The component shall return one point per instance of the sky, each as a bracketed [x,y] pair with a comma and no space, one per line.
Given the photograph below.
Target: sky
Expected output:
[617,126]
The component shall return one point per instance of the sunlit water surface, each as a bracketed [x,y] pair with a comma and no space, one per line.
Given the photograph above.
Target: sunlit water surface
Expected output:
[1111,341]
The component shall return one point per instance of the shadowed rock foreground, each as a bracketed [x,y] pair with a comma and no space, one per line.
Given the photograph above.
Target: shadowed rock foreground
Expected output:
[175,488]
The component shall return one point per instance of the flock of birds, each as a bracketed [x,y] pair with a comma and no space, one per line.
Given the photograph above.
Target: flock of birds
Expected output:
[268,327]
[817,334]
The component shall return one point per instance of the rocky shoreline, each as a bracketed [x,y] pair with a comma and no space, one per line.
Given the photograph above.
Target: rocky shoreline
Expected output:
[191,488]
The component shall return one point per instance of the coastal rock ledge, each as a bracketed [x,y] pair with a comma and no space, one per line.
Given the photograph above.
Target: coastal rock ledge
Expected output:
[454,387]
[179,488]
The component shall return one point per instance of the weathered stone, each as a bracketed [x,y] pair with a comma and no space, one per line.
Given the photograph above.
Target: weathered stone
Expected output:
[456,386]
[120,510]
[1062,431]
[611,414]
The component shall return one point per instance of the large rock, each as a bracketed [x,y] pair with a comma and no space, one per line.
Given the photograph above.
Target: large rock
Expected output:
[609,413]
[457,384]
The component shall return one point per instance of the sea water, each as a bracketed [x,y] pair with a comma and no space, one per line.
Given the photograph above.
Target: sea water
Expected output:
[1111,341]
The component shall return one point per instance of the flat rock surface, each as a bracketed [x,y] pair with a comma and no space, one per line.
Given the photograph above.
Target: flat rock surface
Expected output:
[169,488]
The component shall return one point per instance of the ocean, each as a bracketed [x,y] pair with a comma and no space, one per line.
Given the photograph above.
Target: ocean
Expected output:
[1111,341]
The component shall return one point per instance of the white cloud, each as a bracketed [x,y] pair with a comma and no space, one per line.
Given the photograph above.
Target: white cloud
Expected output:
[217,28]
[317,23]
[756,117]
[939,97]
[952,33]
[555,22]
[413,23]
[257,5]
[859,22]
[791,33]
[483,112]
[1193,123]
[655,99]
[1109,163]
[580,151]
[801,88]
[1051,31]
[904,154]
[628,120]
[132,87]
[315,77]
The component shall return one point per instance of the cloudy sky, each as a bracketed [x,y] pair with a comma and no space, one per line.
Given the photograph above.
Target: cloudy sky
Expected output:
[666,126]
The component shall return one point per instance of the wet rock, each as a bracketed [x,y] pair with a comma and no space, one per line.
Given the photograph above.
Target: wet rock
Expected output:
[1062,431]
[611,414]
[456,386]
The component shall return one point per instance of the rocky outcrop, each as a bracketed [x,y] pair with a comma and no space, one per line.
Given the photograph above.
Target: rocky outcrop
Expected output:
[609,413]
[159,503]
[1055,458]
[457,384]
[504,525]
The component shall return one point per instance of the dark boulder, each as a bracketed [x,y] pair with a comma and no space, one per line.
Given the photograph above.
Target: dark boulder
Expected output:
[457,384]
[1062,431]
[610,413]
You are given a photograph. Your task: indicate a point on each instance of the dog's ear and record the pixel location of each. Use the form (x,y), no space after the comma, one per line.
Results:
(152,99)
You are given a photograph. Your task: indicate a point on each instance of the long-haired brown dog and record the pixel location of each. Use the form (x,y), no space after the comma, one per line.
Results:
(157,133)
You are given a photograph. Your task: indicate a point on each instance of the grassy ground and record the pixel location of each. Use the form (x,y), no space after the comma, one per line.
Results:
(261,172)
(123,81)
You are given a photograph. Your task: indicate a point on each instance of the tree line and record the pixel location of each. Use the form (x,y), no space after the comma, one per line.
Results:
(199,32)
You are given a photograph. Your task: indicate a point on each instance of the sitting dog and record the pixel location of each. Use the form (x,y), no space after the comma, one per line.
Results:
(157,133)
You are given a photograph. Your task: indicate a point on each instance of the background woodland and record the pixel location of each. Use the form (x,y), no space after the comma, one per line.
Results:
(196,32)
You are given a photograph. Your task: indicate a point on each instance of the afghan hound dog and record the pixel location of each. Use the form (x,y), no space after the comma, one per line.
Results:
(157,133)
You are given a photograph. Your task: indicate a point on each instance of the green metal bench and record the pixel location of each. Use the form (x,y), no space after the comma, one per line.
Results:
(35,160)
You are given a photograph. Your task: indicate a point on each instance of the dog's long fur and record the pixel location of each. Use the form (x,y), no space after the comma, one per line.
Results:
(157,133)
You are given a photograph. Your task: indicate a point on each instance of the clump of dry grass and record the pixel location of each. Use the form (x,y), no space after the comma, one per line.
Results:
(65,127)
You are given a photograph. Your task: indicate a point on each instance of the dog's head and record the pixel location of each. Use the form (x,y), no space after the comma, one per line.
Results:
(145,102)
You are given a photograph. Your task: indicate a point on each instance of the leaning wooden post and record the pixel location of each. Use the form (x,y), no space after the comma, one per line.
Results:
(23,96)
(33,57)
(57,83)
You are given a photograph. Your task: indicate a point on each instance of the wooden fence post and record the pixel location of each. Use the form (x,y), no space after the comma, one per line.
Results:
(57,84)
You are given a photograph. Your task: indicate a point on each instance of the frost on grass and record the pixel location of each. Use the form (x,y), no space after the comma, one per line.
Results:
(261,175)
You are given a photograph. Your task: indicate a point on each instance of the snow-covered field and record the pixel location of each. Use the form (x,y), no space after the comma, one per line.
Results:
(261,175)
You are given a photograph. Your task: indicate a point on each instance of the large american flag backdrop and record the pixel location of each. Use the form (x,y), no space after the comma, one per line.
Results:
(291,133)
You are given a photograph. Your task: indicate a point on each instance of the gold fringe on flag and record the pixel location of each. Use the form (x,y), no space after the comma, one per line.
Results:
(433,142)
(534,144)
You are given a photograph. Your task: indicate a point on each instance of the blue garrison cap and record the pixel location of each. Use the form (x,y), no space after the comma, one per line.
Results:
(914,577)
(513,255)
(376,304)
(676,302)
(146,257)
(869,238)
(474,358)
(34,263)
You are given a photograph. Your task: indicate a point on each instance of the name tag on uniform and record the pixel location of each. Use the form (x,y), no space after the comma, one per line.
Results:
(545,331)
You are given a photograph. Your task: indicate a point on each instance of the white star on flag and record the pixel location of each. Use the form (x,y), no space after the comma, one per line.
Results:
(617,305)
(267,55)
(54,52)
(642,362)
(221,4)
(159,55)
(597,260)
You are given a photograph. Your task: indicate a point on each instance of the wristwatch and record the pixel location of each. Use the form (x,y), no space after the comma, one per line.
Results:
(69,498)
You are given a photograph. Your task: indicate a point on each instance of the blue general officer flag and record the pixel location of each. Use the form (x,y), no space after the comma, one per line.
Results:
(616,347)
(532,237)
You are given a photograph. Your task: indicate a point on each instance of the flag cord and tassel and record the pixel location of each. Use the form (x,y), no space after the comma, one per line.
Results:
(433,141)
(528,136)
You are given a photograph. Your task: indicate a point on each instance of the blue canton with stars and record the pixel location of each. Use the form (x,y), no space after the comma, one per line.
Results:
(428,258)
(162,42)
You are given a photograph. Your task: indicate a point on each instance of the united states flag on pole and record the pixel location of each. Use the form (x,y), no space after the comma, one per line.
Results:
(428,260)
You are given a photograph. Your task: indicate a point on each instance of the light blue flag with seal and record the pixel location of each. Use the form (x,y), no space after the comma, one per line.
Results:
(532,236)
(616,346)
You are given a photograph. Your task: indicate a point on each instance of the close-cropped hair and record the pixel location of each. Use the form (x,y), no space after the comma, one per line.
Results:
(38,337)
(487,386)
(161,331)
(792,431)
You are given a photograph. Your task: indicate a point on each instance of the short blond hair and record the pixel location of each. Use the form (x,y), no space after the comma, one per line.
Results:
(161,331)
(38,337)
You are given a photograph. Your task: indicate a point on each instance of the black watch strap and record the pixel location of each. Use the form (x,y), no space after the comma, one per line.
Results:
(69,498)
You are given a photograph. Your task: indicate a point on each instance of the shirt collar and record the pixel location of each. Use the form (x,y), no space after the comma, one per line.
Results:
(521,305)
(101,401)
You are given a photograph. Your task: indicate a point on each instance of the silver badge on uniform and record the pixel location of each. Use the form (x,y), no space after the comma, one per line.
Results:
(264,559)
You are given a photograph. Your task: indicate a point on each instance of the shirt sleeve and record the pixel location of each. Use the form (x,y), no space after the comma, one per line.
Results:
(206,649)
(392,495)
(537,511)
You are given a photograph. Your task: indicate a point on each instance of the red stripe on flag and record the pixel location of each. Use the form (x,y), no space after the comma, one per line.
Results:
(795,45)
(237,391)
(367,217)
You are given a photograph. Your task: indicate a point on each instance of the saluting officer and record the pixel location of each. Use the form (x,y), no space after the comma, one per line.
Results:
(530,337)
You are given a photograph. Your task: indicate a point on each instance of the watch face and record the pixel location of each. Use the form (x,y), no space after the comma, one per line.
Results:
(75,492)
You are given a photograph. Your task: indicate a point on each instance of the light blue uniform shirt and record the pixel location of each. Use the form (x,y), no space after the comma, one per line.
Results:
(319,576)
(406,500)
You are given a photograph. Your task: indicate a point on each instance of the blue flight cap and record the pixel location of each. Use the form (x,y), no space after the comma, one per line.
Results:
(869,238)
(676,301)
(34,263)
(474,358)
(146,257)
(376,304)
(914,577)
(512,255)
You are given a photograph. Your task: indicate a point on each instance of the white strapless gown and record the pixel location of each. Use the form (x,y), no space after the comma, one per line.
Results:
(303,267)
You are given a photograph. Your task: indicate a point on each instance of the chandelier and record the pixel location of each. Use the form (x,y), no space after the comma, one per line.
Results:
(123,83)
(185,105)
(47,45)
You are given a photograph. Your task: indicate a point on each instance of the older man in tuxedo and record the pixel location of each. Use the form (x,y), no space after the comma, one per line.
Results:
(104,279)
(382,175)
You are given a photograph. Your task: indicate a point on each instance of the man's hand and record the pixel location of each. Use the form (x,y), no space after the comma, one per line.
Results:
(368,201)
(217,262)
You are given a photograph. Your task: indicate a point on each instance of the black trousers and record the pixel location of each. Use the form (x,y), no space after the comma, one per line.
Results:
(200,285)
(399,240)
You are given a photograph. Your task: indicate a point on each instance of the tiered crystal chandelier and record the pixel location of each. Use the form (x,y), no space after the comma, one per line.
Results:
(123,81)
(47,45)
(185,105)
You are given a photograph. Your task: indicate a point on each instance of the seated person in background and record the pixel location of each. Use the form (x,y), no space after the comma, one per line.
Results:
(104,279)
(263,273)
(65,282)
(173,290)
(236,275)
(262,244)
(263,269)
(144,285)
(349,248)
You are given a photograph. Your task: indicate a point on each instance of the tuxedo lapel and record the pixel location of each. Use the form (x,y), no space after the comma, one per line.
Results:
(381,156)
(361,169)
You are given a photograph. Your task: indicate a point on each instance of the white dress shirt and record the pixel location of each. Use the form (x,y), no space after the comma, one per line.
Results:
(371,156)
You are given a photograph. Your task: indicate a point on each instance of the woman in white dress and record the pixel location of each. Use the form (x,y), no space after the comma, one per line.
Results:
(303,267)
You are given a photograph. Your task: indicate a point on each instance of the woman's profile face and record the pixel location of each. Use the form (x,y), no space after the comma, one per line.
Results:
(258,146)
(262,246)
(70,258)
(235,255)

• • • • •

* [PROBLEM STATEMENT] Return the lines beginning at the one that contains "the black trousers" and continuing through the last line of the data, exactly as they stand and without any others.

* [ANSWER FOR THIS EXERCISE]
You are given a photograph. Your task: indicate a point on each instance of the black trousers and record the pixel location of each. Use the form (x,y), no space after the comma, one per line.
Results:
(200,285)
(399,240)
You are given a photograph. Your task: indicate a point on each instance of the tiered crystal chandelier and record the pixel location of each. Use the form (x,y), no space after the comma, one per line.
Results:
(123,81)
(47,45)
(185,105)
You are given a photograph. Your task: indicate a point on each instance of the seated person in background and record the pixel location of each. Use the form (x,y), no space after the comma, one per line.
Results:
(104,279)
(263,273)
(65,282)
(173,290)
(236,275)
(262,244)
(263,269)
(144,285)
(349,248)
You are given a photograph. Your task: indicate a point on each instance of the tuxedo lapel and record the pixel location of each. Use the form (x,y), no space after the comma, one per line.
Results:
(381,156)
(361,169)
You are given a photograph. Your task: indicate a point on each instance of the white dress shirt and record the pixel location of each. Use the form (x,y), no space after the comma, one per line.
Results:
(371,156)
You are given a photograph. Your task: indicate a point on each instance of the woman in white dress and record the pixel location of each. Use the form (x,y), no space after the comma, one per line.
Results:
(303,267)
You are given a photograph. Your task: indicate a point on each instance of the woman's profile face and record the pixel location of each. Use the form (x,y), no space after the comma, one per line.
Results:
(258,146)
(262,246)
(70,258)
(235,255)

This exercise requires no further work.